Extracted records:
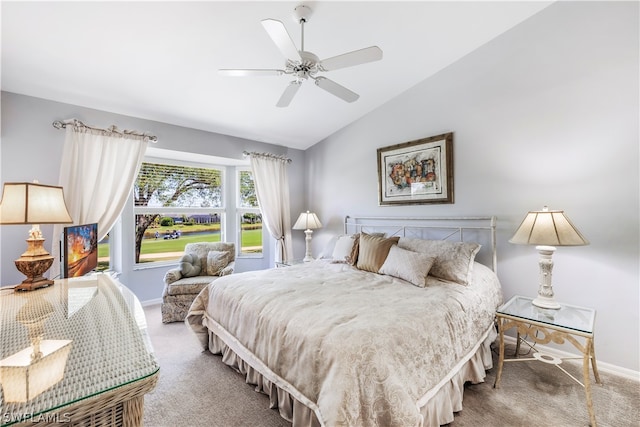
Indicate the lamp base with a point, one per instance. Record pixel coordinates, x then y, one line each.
33 264
546 302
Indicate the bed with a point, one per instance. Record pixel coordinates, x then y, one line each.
361 337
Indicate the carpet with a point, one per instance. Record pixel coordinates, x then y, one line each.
196 389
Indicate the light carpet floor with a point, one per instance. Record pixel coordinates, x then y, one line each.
196 389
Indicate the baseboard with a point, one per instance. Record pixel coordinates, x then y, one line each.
151 302
602 366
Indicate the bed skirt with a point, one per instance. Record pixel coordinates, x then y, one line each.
437 406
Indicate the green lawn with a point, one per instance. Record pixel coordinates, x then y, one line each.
172 248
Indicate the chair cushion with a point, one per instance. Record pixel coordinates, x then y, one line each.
189 285
190 265
216 262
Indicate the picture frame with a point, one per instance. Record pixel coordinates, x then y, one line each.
416 172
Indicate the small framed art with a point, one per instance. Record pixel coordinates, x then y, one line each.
416 172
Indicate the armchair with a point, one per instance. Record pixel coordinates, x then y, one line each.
201 264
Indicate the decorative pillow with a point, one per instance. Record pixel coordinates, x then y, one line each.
373 251
408 265
216 262
190 265
454 260
327 251
353 258
342 250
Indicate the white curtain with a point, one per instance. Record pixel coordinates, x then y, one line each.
272 190
97 172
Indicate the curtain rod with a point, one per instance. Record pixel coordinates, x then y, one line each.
79 126
267 155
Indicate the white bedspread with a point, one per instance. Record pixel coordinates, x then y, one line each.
358 348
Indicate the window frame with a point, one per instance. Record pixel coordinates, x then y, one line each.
240 211
222 210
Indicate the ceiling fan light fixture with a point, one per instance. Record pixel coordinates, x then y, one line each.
301 13
303 64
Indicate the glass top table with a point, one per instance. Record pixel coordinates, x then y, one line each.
574 318
77 343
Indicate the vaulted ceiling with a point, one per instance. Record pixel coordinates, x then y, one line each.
160 60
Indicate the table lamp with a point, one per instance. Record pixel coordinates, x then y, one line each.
34 204
307 221
547 229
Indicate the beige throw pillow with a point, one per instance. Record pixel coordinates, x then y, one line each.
408 265
453 260
190 265
216 262
342 250
373 251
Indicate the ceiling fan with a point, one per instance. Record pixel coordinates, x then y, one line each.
302 64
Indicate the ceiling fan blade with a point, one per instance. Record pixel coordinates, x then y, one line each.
281 38
288 94
336 89
356 57
242 73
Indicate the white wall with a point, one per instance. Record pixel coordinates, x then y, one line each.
31 148
545 114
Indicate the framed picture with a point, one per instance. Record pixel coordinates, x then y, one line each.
416 172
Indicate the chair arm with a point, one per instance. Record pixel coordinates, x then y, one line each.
172 275
228 269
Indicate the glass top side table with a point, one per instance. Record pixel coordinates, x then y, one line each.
569 323
75 351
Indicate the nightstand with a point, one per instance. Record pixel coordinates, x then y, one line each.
542 326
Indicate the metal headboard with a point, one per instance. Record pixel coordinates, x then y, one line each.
481 229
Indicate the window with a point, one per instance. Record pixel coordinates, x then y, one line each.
175 205
249 216
103 254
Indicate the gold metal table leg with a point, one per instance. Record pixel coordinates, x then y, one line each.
587 359
496 384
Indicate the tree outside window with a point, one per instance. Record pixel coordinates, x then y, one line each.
250 217
175 205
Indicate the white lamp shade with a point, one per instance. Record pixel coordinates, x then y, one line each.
307 221
548 228
33 203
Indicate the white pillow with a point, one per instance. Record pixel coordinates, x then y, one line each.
342 249
408 265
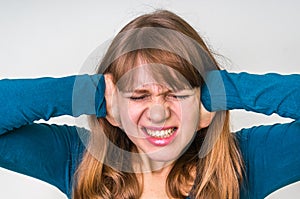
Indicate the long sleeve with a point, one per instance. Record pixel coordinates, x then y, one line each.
267 94
271 153
48 152
26 100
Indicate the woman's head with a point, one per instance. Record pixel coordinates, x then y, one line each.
158 63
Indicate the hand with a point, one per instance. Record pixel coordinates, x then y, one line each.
112 111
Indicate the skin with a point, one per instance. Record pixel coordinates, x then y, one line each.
155 105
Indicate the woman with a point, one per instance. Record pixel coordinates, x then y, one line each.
157 139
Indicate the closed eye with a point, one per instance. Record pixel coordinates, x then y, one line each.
137 98
178 97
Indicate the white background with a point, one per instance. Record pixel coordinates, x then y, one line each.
53 38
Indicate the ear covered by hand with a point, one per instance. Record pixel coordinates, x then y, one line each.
112 109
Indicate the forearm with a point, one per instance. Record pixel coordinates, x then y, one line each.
24 101
267 94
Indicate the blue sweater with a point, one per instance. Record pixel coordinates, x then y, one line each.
52 152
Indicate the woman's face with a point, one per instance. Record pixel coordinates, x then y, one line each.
161 122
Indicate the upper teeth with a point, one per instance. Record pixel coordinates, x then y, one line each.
161 133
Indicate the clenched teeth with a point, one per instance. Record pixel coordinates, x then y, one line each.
160 133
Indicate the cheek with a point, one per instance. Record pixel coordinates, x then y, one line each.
130 115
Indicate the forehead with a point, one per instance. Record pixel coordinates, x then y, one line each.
154 76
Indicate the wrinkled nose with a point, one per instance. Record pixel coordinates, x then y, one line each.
158 113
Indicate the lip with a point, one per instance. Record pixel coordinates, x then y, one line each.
160 141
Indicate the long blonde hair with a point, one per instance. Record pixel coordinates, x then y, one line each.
218 174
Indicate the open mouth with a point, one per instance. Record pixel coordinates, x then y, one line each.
163 133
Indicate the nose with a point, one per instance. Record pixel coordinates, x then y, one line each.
158 113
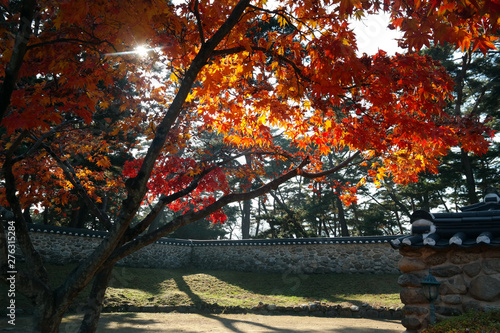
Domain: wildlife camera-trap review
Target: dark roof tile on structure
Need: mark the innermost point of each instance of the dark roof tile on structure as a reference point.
(475, 224)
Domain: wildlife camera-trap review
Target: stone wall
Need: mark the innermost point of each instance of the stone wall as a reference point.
(469, 277)
(326, 255)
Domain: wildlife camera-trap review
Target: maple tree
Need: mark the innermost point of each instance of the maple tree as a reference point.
(67, 68)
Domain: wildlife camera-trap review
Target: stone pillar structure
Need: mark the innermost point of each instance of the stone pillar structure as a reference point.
(469, 277)
(462, 251)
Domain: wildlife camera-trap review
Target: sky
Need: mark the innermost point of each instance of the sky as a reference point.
(372, 34)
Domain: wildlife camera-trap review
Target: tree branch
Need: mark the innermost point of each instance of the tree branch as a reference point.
(196, 13)
(343, 164)
(192, 216)
(137, 187)
(70, 174)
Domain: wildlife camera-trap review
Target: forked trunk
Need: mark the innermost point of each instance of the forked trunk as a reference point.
(46, 318)
(95, 300)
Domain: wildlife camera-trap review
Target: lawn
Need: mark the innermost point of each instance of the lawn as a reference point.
(185, 287)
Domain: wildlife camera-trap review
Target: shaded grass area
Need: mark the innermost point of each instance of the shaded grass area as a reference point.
(186, 287)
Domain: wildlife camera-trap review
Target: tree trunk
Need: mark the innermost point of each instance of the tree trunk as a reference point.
(95, 300)
(470, 182)
(343, 223)
(245, 213)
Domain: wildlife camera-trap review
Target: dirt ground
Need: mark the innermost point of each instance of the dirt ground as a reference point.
(230, 323)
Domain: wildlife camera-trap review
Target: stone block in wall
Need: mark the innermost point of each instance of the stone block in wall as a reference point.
(451, 299)
(491, 266)
(413, 296)
(446, 271)
(448, 311)
(465, 257)
(453, 286)
(472, 269)
(436, 259)
(485, 288)
(410, 280)
(408, 265)
(411, 323)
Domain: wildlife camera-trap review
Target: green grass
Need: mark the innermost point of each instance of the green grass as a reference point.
(177, 287)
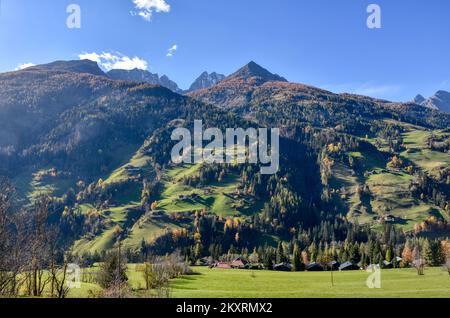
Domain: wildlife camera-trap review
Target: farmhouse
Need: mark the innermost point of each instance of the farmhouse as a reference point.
(314, 267)
(348, 266)
(240, 263)
(223, 265)
(388, 265)
(283, 267)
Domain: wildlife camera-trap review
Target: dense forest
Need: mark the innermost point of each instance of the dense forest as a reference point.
(86, 167)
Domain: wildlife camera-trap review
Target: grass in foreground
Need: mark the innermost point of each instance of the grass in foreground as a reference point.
(216, 283)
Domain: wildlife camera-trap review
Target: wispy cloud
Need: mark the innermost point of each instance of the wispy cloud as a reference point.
(23, 66)
(145, 8)
(172, 50)
(110, 61)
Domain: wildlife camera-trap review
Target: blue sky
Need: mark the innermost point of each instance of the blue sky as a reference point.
(325, 43)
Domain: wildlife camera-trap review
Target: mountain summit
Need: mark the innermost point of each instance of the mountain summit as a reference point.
(142, 76)
(439, 101)
(76, 66)
(255, 72)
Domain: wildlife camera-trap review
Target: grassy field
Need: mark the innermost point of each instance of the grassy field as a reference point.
(215, 283)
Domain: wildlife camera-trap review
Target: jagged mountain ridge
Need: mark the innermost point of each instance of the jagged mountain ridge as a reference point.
(143, 76)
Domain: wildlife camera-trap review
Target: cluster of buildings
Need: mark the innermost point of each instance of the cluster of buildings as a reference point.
(240, 263)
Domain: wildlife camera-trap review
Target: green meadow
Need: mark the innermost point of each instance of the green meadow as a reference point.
(216, 283)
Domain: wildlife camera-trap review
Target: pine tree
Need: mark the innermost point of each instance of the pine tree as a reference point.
(298, 265)
(280, 253)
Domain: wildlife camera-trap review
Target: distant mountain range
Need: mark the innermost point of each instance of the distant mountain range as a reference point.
(137, 75)
(439, 101)
(206, 80)
(90, 140)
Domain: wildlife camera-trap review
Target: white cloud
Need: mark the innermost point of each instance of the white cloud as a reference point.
(110, 61)
(172, 50)
(365, 89)
(23, 66)
(145, 8)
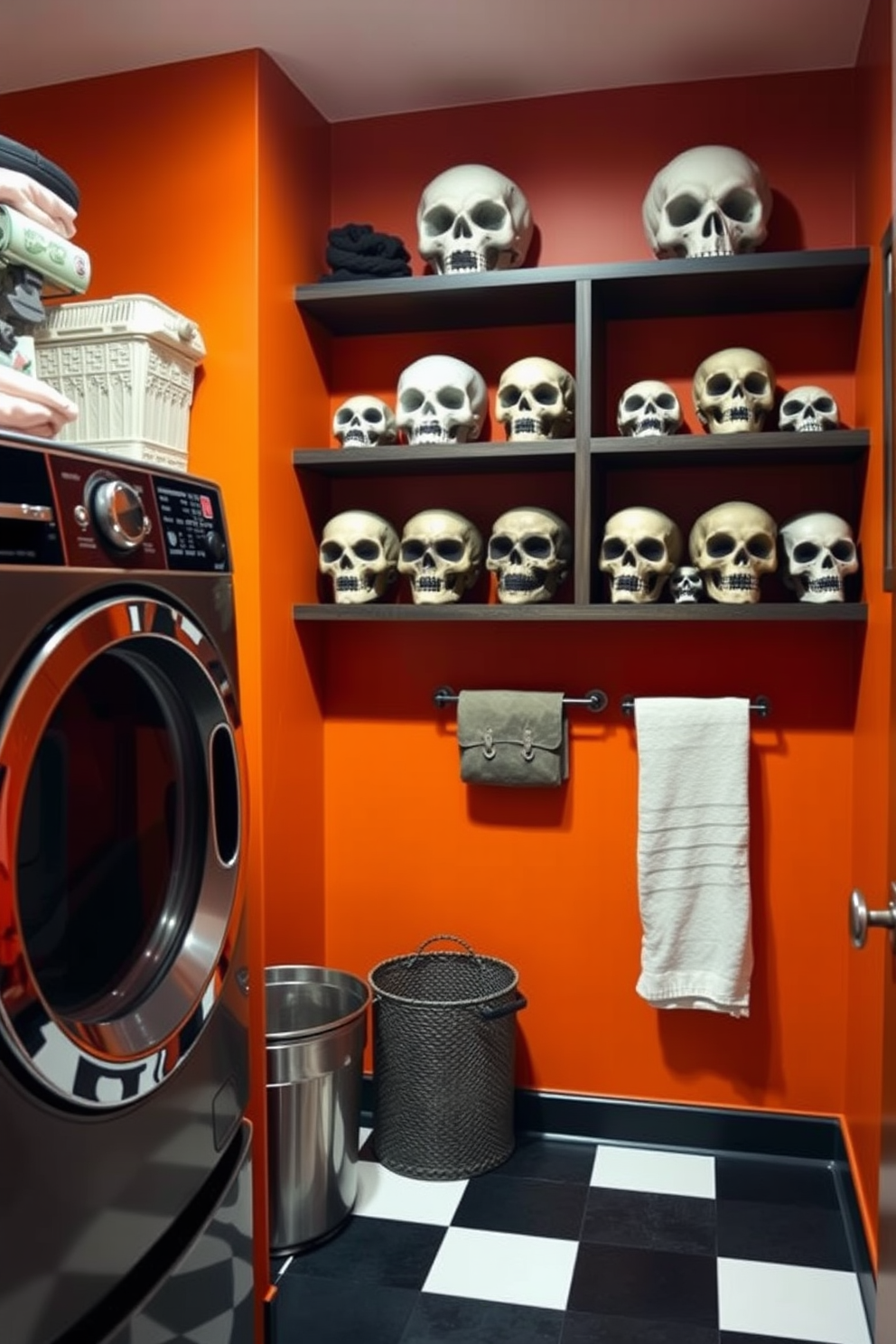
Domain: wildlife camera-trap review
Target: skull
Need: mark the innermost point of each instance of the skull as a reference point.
(708, 201)
(733, 390)
(639, 550)
(364, 422)
(473, 218)
(809, 409)
(535, 399)
(733, 545)
(649, 407)
(819, 551)
(359, 551)
(686, 583)
(441, 401)
(441, 554)
(529, 550)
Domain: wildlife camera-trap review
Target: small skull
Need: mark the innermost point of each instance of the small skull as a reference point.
(649, 407)
(529, 550)
(441, 554)
(473, 218)
(733, 390)
(733, 545)
(809, 410)
(441, 401)
(819, 553)
(535, 399)
(708, 201)
(359, 553)
(364, 422)
(686, 583)
(639, 550)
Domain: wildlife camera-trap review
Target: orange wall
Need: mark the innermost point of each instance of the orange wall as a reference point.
(550, 883)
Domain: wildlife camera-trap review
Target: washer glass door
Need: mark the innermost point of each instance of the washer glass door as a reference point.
(120, 793)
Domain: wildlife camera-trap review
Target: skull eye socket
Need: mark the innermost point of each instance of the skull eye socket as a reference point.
(452, 398)
(757, 385)
(366, 550)
(449, 548)
(683, 210)
(760, 546)
(720, 545)
(438, 220)
(490, 214)
(739, 204)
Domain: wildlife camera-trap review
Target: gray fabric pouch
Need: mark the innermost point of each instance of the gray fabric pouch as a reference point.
(512, 738)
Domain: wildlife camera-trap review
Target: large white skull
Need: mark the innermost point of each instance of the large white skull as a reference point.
(809, 409)
(639, 550)
(473, 218)
(733, 390)
(364, 422)
(649, 407)
(441, 554)
(733, 545)
(529, 550)
(535, 399)
(359, 553)
(708, 201)
(441, 401)
(819, 551)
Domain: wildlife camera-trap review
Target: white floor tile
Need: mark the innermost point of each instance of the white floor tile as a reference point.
(383, 1194)
(656, 1171)
(502, 1267)
(791, 1302)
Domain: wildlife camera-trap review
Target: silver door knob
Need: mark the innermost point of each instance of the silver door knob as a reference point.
(862, 919)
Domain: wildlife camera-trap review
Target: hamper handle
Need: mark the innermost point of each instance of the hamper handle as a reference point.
(504, 1010)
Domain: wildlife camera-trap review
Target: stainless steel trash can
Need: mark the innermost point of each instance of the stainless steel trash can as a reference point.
(316, 1029)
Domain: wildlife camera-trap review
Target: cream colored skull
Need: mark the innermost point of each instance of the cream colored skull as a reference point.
(639, 550)
(364, 422)
(733, 545)
(535, 399)
(441, 401)
(529, 550)
(809, 409)
(819, 553)
(441, 555)
(733, 390)
(473, 218)
(708, 201)
(359, 553)
(649, 407)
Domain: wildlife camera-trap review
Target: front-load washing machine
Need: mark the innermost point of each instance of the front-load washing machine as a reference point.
(124, 1043)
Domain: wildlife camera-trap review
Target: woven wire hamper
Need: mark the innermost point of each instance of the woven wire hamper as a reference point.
(443, 1051)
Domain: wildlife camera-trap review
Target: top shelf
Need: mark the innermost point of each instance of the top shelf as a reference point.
(695, 286)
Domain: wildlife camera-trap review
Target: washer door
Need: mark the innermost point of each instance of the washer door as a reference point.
(120, 847)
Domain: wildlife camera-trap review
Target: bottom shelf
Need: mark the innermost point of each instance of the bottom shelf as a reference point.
(851, 613)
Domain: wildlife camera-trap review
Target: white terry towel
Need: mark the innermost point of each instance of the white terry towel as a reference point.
(694, 863)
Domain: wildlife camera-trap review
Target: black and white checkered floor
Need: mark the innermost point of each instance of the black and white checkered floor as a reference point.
(576, 1242)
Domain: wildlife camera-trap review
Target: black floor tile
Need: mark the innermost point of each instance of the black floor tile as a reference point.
(775, 1181)
(550, 1159)
(372, 1250)
(461, 1320)
(645, 1283)
(788, 1234)
(581, 1328)
(653, 1222)
(320, 1311)
(531, 1207)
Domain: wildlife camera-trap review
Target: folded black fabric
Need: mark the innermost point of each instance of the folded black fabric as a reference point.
(358, 252)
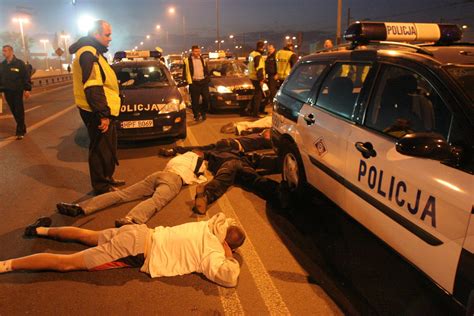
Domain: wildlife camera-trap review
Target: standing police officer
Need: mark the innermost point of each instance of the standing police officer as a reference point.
(256, 68)
(16, 83)
(197, 76)
(96, 94)
(286, 59)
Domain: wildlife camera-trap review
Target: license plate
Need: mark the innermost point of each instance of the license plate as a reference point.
(136, 124)
(244, 97)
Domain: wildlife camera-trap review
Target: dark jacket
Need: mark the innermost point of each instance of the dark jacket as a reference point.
(270, 65)
(14, 76)
(95, 95)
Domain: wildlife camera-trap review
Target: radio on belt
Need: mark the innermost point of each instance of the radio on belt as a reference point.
(364, 32)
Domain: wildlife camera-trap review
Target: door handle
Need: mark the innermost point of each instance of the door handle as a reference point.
(310, 120)
(367, 149)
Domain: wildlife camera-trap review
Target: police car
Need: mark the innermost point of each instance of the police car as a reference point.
(230, 87)
(152, 106)
(385, 129)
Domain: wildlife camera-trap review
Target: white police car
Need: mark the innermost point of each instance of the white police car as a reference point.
(386, 130)
(152, 106)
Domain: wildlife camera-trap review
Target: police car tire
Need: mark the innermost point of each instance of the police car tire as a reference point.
(288, 153)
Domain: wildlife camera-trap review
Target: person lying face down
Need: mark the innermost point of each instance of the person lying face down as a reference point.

EXERCISE PROMPT: Transcribe the lines above between the line holding "glass door as a reference point." and the line holding "Target: silver door knob", inclusive, exactly as they stand and with nothing added.

EXERCISE SOLUTION:
Need: mark the innermost point of each instance of the washer glass door as a reference point.
(120, 793)
Domain: wildlife camera-trap review
Target: skull eye socket
Need: mark the innermost point of each instance of the skull eye socket as a reference point.
(452, 398)
(757, 385)
(366, 550)
(449, 548)
(683, 210)
(760, 546)
(720, 545)
(438, 220)
(490, 214)
(739, 204)
Domain: wildlife camera-trap review
Target: gray fabric pouch
Need: mark the innermost point of each instance of the gray fabric pouch as a reference point.
(512, 738)
Domain: wildlife camera-trap review
Target: large white skull
Need: mark the innermost point of each instance of the large white skull as a reference point.
(809, 409)
(639, 550)
(473, 218)
(733, 390)
(364, 422)
(649, 407)
(441, 554)
(733, 545)
(529, 550)
(535, 399)
(359, 553)
(708, 201)
(441, 401)
(819, 551)
Domain: wildlife camera-trap review
Target: white floor tile
Need: mark the innermost point of each instance of the white floor tile as a reference point.
(383, 1194)
(656, 1171)
(502, 1267)
(791, 1302)
Domain: wildlife camera-trap review
Target: silver door knob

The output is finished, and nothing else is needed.